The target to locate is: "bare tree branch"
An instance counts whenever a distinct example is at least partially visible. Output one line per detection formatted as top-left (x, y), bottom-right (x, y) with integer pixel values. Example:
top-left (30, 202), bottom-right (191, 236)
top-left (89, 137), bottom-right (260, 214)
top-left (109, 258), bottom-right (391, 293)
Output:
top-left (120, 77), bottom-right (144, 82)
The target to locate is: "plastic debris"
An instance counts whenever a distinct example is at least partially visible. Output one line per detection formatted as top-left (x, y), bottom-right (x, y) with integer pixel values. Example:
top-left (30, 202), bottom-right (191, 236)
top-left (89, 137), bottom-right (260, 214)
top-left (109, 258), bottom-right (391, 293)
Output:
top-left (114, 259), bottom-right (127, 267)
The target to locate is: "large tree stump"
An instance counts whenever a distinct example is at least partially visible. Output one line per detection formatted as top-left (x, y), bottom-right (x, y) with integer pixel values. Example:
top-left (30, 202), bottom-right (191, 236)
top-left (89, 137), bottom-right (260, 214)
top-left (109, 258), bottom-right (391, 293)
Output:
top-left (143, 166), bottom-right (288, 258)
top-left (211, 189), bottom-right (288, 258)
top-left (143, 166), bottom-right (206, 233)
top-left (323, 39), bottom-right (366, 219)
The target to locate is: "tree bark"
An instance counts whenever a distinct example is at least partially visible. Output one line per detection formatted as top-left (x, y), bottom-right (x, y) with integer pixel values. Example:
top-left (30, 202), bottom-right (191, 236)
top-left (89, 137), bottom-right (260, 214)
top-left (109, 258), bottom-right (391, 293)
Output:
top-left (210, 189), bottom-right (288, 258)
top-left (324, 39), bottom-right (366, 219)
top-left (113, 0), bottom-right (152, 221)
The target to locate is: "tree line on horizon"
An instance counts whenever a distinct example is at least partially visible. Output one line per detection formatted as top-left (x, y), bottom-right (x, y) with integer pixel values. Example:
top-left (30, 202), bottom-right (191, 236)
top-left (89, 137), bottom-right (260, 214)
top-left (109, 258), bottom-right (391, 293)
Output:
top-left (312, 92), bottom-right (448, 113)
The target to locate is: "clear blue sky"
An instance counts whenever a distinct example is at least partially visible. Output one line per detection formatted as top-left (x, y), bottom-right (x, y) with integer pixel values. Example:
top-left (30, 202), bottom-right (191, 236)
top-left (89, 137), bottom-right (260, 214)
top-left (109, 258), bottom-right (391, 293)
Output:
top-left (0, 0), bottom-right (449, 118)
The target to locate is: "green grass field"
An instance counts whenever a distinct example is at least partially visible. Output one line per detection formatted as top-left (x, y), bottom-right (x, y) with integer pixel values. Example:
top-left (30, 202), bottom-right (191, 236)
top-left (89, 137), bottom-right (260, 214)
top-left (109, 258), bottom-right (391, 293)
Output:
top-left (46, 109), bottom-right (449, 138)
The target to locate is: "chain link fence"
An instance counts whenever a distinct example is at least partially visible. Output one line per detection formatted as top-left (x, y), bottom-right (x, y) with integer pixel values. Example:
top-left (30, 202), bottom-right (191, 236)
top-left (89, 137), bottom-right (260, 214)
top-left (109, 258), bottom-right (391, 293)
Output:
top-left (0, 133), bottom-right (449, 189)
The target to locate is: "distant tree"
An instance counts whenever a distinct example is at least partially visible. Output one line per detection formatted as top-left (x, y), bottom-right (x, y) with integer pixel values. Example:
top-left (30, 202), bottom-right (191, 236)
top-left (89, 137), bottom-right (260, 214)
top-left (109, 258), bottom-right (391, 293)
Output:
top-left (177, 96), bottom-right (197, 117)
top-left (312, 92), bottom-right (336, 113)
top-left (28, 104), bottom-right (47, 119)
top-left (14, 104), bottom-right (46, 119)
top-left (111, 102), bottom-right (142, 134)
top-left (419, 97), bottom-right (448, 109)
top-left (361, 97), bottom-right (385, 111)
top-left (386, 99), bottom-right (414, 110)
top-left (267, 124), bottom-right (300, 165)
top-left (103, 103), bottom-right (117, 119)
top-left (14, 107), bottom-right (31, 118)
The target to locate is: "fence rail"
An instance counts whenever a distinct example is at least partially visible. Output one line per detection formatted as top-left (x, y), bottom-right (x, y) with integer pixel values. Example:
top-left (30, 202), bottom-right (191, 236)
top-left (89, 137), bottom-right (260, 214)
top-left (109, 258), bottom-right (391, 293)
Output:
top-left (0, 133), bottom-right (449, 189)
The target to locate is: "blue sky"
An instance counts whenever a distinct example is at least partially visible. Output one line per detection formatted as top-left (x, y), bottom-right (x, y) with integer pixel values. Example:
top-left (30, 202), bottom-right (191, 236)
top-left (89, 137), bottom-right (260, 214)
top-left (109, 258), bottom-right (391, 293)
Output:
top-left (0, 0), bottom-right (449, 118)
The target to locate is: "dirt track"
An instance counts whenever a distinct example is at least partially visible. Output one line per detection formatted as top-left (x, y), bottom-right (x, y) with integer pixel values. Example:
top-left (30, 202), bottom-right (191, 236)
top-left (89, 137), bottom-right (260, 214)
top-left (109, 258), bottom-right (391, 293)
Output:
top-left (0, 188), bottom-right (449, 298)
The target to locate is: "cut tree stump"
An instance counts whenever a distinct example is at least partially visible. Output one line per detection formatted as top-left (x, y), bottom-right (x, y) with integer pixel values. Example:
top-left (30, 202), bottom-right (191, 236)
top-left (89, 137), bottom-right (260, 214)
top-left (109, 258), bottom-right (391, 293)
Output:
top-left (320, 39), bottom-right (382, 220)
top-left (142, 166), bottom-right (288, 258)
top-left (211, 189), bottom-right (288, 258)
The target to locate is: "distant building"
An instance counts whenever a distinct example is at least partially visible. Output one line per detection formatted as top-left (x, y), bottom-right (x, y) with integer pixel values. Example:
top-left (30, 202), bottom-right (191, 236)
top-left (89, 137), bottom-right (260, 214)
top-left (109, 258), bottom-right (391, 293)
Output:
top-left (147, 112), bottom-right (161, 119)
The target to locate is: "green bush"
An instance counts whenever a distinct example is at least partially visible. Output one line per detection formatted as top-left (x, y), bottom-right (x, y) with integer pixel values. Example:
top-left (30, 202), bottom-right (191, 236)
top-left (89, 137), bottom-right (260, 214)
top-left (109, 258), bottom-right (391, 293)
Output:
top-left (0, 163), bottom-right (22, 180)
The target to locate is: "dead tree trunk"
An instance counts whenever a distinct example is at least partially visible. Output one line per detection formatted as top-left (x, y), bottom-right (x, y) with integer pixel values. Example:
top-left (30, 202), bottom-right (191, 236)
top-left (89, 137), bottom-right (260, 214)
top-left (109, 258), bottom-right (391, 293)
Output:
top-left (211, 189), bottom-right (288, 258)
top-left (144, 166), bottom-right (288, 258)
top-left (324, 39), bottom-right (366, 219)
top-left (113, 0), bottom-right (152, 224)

************

Цель задания: Найдите в записях выше все строки, где встречается слово «tree», и перепишите каждую из них.

Решение:
The target to locate is: "bare tree branch"
The target to locate is: "large tree stump"
The target to locate is: "tree bark"
The target to locate is: "tree line on horizon"
The target to locate is: "distant tree"
The target to locate is: "cut tree stump"
The target to locate is: "dead tree trunk"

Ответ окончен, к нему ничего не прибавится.